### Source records

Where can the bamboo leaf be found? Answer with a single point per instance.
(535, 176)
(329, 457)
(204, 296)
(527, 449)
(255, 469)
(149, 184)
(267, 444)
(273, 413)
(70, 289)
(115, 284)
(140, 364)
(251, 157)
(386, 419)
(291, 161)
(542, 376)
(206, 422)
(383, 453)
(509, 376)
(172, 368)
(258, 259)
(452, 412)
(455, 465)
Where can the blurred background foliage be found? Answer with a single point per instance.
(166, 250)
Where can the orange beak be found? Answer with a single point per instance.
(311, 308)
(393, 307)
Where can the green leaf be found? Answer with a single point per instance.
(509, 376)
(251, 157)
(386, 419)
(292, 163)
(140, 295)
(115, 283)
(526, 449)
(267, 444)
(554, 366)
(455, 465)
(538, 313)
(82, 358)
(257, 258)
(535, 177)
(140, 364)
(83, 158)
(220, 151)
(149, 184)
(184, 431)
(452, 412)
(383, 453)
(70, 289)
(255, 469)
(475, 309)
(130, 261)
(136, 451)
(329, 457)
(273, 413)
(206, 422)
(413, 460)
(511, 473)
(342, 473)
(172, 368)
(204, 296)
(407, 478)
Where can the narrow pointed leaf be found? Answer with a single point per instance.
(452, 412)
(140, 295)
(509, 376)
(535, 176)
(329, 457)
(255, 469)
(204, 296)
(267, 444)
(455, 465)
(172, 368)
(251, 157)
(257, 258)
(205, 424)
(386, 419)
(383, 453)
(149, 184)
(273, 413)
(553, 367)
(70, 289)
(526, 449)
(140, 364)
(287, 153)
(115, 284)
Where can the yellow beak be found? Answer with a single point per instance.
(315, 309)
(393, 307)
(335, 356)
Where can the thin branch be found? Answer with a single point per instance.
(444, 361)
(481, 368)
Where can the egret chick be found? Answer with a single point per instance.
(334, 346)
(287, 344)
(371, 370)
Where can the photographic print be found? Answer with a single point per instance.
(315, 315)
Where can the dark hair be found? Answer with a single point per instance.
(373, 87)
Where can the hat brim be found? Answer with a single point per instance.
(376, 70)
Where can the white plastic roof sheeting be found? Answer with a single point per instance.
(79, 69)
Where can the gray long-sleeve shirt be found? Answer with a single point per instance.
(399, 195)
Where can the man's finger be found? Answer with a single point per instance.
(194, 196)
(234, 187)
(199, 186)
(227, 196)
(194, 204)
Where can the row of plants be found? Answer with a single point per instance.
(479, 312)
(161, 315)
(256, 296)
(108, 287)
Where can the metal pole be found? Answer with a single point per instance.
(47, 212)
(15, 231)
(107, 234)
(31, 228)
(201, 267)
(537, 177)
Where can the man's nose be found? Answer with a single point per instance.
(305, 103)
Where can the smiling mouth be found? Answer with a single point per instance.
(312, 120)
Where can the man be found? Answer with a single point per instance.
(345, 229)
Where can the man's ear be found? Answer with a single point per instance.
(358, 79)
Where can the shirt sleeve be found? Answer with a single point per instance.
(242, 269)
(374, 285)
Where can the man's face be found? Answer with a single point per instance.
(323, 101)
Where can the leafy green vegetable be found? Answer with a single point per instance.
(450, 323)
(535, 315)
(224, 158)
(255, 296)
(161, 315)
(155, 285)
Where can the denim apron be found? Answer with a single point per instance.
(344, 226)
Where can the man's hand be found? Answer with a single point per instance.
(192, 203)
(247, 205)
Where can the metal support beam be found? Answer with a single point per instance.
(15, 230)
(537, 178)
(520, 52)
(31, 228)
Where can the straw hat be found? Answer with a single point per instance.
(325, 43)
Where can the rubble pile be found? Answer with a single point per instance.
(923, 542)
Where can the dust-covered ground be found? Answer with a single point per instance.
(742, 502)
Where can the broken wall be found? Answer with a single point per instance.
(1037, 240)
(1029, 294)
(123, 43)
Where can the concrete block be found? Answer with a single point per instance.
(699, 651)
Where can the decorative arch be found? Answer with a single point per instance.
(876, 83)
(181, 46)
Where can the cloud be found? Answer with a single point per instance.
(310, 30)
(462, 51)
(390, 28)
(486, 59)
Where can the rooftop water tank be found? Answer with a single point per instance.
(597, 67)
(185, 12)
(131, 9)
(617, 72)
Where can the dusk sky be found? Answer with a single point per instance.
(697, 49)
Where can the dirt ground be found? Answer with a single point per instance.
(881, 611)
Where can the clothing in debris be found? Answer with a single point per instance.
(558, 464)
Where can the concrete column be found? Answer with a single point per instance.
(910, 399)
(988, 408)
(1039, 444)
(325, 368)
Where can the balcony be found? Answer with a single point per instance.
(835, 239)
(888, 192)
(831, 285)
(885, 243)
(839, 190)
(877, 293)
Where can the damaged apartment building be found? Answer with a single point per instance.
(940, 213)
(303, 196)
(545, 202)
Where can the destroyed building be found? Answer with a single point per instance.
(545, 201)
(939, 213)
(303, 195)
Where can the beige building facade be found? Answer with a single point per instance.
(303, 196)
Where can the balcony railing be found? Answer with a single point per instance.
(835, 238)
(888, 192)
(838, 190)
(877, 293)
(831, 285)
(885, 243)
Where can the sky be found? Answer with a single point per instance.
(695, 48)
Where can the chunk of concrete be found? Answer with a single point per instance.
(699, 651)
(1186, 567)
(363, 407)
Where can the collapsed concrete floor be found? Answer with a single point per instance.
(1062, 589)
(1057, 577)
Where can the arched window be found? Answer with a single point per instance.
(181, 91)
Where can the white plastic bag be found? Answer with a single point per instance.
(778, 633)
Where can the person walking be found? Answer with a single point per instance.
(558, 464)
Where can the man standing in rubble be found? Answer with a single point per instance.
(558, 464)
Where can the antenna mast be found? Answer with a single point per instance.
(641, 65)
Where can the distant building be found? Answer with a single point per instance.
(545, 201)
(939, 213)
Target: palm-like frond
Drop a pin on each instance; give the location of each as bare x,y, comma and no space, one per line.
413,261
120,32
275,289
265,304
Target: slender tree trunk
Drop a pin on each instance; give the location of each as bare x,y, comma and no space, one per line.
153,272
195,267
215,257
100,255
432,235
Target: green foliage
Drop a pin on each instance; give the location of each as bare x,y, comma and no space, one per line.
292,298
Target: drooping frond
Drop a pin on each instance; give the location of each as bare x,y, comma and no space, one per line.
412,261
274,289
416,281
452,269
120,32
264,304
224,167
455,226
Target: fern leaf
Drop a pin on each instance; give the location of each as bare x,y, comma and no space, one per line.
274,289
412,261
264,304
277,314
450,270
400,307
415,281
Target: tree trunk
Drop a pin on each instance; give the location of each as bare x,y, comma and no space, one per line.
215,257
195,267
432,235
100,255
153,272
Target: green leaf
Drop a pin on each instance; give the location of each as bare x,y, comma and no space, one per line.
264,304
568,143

### Task prompt
Repeat the data exactly, with every line included.

### Answer section
Where can the bamboo leaf be found? Answer with a single point per instance.
(535, 176)
(329, 457)
(204, 296)
(527, 449)
(255, 469)
(149, 184)
(267, 444)
(273, 413)
(70, 289)
(115, 284)
(140, 364)
(251, 157)
(386, 419)
(291, 161)
(542, 376)
(206, 422)
(383, 453)
(509, 376)
(172, 368)
(258, 259)
(452, 412)
(455, 465)
Where can the blurred background foliage be found? Answer with a single point per instance.
(166, 250)
Where can the orange beak be found? Answer with a single point per instance.
(311, 308)
(393, 307)
Where can the green leaf be found? Answer with a single point per instance.
(509, 376)
(251, 157)
(386, 419)
(292, 163)
(140, 295)
(115, 283)
(526, 449)
(267, 444)
(554, 366)
(455, 465)
(538, 313)
(82, 358)
(257, 258)
(535, 177)
(140, 364)
(83, 158)
(220, 151)
(149, 184)
(184, 431)
(452, 412)
(383, 453)
(70, 289)
(255, 469)
(475, 309)
(130, 261)
(136, 451)
(329, 457)
(273, 413)
(206, 422)
(413, 460)
(511, 473)
(342, 473)
(172, 368)
(204, 296)
(407, 478)
Where can the narrow pointed leaf be found? Answer with a single point per instance.
(452, 412)
(140, 295)
(509, 376)
(535, 176)
(329, 457)
(255, 469)
(204, 296)
(267, 444)
(455, 465)
(172, 368)
(251, 157)
(257, 258)
(205, 424)
(386, 419)
(383, 453)
(149, 184)
(273, 413)
(553, 367)
(70, 289)
(526, 449)
(140, 364)
(287, 153)
(115, 284)
Where can the yellow beak be found? Answer with a single point per instance.
(315, 309)
(393, 307)
(335, 356)
Where can the thin branch be found? Answer with a single point per instance.
(444, 361)
(481, 368)
Where can the egret chick be found? Answer with a single point per instance.
(334, 346)
(287, 344)
(371, 370)
Where can the photographic print be found? Answer with a single point per instance.
(315, 315)
Where can the dark hair be found? Answer with a single point per instance.
(373, 87)
Where can the hat brim be found? Answer with a single point per instance.
(376, 70)
Where can the white plastic roof sheeting be found? Answer with a single point per instance.
(79, 69)
Where can the gray long-sleeve shirt be found? Answer with a single point per instance.
(399, 195)
Where can the man's finger be found? Answer with a single point per instance.
(194, 196)
(234, 187)
(199, 186)
(227, 196)
(194, 204)
Where can the row of plants be found? Answer with a single point per instance.
(479, 312)
(161, 315)
(256, 296)
(108, 287)
Where can the metal pole be found? Answer with a single point per instance.
(47, 212)
(15, 231)
(107, 234)
(31, 228)
(201, 267)
(537, 177)
Where can the man's nose be found? Answer with a single point per instance.
(305, 103)
Where can the smiling mouth be found? Answer with a single point per instance.
(312, 120)
Where can the man be found? Answer with a single point per instance.
(345, 229)
Where can the man's ear be found? Answer with a single point per instance.
(358, 79)
Where can the shirt sleeve be found? Answer with a single point per instance.
(242, 269)
(374, 285)
Where can the man's face be found? Answer with a single point per instance.
(323, 101)
Where can the leafy green vegetable be found? Answer with a single point per instance.
(450, 323)
(535, 315)
(224, 158)
(255, 296)
(161, 315)
(155, 285)
Where can the denim apron be found? Answer with a single point per instance.
(344, 226)
Where can the man's hand be found? Answer with a single point per instance.
(192, 203)
(247, 205)
Where can the metal support beam be found? Answer with a single point per instance.
(15, 230)
(537, 178)
(520, 52)
(31, 228)
Where can the straw hat be found? Answer with a single point per instance.
(325, 43)
Where can the rubble pile be found? Answer with a single point per instance.
(923, 542)
Where can the dust-covered ground be found? Answer with a single point per instance.
(742, 502)
Where can the broken wall be found? Answer with a single point per instance.
(1037, 240)
(1029, 294)
(123, 43)
Where can the concrete block be found? Answer with a single point per instance.
(699, 651)
Where can the decorative arch be found? Answer with a single point per instance.
(876, 83)
(181, 46)
Where can the cloud be found? Answer with a single point per instance.
(310, 30)
(462, 51)
(390, 28)
(486, 59)
Where can the rooftop water tank be found? Answer with a single point per instance.
(597, 67)
(185, 12)
(131, 9)
(617, 72)
Where can the dusk sky be found? Answer with a single point per instance.
(697, 49)
Where can the dirt ground be found? Answer with a single point per instance.
(881, 611)
Where can the clothing in debris be found? Answer with a single point per instance.
(558, 464)
Where can the concrete column be found? Answer with a single point per instance.
(910, 399)
(988, 408)
(1039, 444)
(325, 368)
Where can the balcony be found? Answer with a single point per instance.
(835, 239)
(888, 192)
(831, 285)
(885, 243)
(839, 190)
(877, 293)
Where can the damaged apartment building be found? Answer with a single point per instance.
(940, 213)
(303, 196)
(545, 202)
Where can the destroyed building be found? Answer with a single point per instance.
(545, 201)
(939, 213)
(303, 195)
Where can the beige building facade be found? Answer with a single point per instance.
(303, 196)
Where can the balcony railing be found? Answer with a single point per instance.
(835, 238)
(888, 192)
(838, 190)
(877, 293)
(831, 285)
(885, 243)
Where can the sky be found? Answer with a single point per instance.
(695, 48)
Where can the chunk of concrete be found? Answer with a single point per instance.
(699, 651)
(1186, 567)
(363, 407)
Where can the collapsed concrete floor be found? Answer with a single point per instance.
(1062, 589)
(1057, 577)
Where can the arched window be found? Answer with a single point per instance.
(181, 91)
Where can the white plastic bag be found? Answer with a single point per instance.
(778, 633)
Where can the person walking be found? Answer with a single point per instance.
(558, 464)
Where can the man standing in rubble be found? Answer with a single point per instance.
(558, 464)
Where can the antenna mast be found? Answer with a single point per instance.
(641, 65)
Where can the distant building be found? Answer with a single point per instance.
(545, 201)
(939, 213)
Target: palm-like frond
Drop a pin on each instance; give the location of each as bare x,y, comma and no space, one per line.
413,261
120,32
275,289
265,304
Target: slender tree trunk
Drop a pin on each instance; give the location of each as bare x,y, comma and no space, one per line.
153,272
195,267
215,257
100,255
432,235
Target: green foliage
Drop a pin on each instance; give the location of each as bare x,y, comma and no space, one per line.
292,298
Target: drooping frond
Drop a pin on each instance; give the location of each as bare x,y, comma and no space, one per line.
412,261
274,289
416,281
452,269
120,32
264,304
224,167
455,226
Target: fern leaf
Drop a pin on each instance; give the location of each as bare x,y, comma and no space, one per line.
274,289
412,261
264,304
277,314
450,270
400,307
415,281
Target: tree trunk
Drop a pin on each instance; give the location of each as bare x,y, comma and no space, one per line.
215,257
195,267
432,235
100,255
153,272
Target: green leaf
Drop a pin on each instance; give the location of each as bare x,y, comma and no space, one per line.
264,304
568,143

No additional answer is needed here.